** What to do **
What is needed is each line of the data below that holds the string "segment".

** Task material **

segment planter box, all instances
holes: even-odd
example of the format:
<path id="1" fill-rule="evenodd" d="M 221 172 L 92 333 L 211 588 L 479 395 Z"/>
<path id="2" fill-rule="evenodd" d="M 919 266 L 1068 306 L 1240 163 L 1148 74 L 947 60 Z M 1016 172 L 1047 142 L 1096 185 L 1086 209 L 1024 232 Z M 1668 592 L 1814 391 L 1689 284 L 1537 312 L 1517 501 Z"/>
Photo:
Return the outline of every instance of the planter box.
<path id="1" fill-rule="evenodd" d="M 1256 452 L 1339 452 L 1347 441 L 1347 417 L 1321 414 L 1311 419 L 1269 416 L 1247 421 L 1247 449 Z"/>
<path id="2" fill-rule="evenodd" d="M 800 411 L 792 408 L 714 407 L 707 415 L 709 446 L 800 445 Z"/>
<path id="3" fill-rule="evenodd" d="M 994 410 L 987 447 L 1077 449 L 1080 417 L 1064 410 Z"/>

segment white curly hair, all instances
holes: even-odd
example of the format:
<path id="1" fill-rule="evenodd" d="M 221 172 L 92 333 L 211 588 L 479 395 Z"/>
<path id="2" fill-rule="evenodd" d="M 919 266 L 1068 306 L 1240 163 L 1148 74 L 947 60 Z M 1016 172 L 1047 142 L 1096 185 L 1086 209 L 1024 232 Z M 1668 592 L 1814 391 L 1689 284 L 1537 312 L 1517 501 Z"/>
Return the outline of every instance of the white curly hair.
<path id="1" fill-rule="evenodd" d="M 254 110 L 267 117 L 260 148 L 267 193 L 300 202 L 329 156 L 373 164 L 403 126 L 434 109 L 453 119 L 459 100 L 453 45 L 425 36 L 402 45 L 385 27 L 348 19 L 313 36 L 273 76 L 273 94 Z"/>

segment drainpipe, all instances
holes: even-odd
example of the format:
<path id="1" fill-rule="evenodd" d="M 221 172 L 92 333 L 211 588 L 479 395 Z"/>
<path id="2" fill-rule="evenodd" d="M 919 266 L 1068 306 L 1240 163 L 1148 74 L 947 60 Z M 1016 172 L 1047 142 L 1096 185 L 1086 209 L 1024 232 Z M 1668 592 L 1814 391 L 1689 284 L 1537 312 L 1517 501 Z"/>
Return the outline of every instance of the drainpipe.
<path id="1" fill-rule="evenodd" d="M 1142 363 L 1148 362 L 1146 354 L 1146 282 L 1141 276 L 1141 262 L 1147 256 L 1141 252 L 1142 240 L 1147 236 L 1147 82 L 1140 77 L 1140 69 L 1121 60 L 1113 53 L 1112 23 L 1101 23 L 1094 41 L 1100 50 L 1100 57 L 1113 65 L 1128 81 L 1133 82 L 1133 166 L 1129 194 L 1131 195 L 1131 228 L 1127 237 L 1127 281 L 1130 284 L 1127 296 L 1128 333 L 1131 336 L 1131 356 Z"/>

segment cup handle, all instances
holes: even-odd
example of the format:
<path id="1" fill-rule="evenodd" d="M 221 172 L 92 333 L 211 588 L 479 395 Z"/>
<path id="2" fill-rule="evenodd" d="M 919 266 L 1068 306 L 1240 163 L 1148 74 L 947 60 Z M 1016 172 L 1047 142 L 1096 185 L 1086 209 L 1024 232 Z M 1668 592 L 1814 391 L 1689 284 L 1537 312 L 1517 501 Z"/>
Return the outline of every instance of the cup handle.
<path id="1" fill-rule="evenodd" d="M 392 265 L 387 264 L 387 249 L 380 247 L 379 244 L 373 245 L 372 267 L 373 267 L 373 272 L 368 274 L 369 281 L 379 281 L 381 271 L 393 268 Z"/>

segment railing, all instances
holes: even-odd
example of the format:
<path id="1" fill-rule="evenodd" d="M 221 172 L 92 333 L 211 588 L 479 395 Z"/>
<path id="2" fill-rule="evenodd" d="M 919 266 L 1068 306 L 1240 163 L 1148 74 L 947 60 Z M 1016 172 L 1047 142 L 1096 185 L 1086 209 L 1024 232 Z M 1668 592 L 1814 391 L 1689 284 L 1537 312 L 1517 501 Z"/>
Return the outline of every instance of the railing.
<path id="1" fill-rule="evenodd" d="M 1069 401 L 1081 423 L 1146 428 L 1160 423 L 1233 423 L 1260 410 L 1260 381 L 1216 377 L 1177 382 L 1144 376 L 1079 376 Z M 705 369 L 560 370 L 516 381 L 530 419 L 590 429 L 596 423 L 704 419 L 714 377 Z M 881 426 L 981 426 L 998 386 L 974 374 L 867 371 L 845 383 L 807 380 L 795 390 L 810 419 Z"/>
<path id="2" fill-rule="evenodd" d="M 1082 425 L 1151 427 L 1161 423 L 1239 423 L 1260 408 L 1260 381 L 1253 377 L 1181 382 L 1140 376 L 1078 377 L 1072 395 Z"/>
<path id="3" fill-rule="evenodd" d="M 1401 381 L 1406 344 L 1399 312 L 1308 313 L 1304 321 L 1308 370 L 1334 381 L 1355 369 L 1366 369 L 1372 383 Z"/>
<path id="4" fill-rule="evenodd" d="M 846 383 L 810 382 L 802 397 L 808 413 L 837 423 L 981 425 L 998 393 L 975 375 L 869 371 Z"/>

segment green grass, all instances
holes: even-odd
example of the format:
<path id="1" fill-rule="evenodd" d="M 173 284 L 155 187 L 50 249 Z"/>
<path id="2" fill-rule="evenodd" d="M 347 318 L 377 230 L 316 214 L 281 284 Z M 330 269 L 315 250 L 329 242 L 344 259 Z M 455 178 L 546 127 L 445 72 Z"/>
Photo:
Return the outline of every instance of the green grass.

** Exercise result **
segment planter box, all instances
segment white curly hair, all instances
segment drainpipe, all instances
segment cup handle, all instances
segment railing, all instances
segment green grass, all instances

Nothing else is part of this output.